The 2019 Major League Rugby Final was the championship match of the 2nd season of Major League Rugby (MLR), a rugby union club competition in the United States. It was played on June 16, 2019, at Torero Stadium in San Diego, California, between the San Diego Legion and the Seattle Seawolves.

San Diego and Seattle finished first and second in the regular season, respectively, and advanced to the final after defeating New York and Toronto in the semifinals. The Seattle team was the defending champion, having won the 2018 final. Seattle defeated San Diego 26–23 in the 2019 final to take their second championship title.

Background

The 2019 Major League Rugby season began in January 2019 with nine teams all playing each other home and away. The Seattle Seawolves won the previous season's championship, defeating the Glendale Raptors at Torero Stadium in San Diego.

Seattle and San Diego played each other twice during the regular season, ending in 17–13 and 28–22 victories for the Legion.

## Information shown
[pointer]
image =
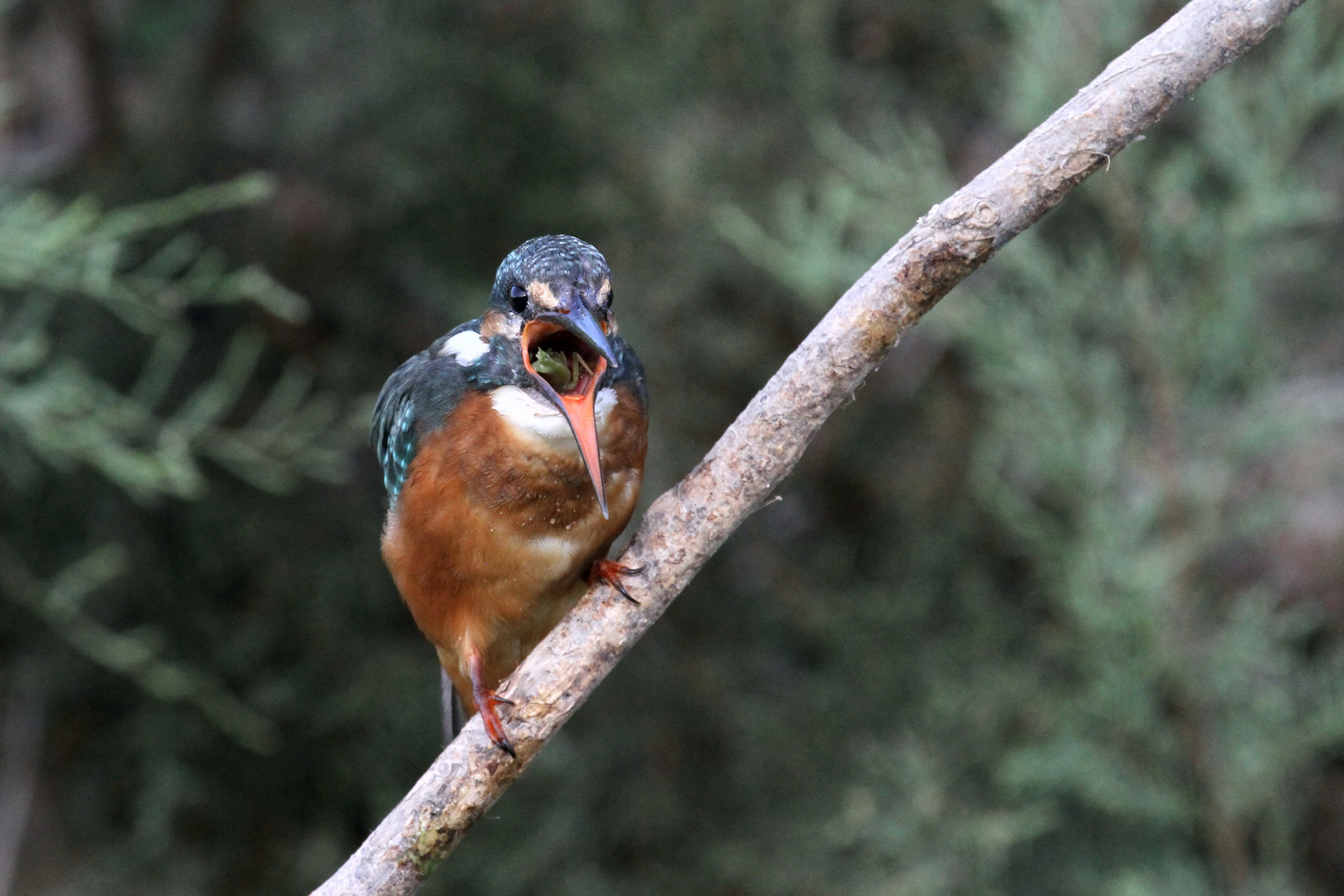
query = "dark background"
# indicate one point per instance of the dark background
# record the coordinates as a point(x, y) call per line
point(1055, 606)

## Stated task 1
Using the passage on the 2019 Major League Rugby Final, explain in one to three sentences why Seattle's 2019 win gave them their second championship title.
## Stated task 2
Please answer these questions from the passage on the 2019 Major League Rugby Final:
(a) On what date was the final played?
(b) How many teams took part in the 2019 season?
(c) Which team did Seattle defeat in the previous season's championship?

## Worked solution 1
Seattle was the defending champion. The team had already won the 2018 final by defeating the Glendale Raptors, so beating San Diego 26–23 in 2019 made it their second title.

## Worked solution 2
(a) June 16, 2019
(b) Nine
(c) The Glendale Raptors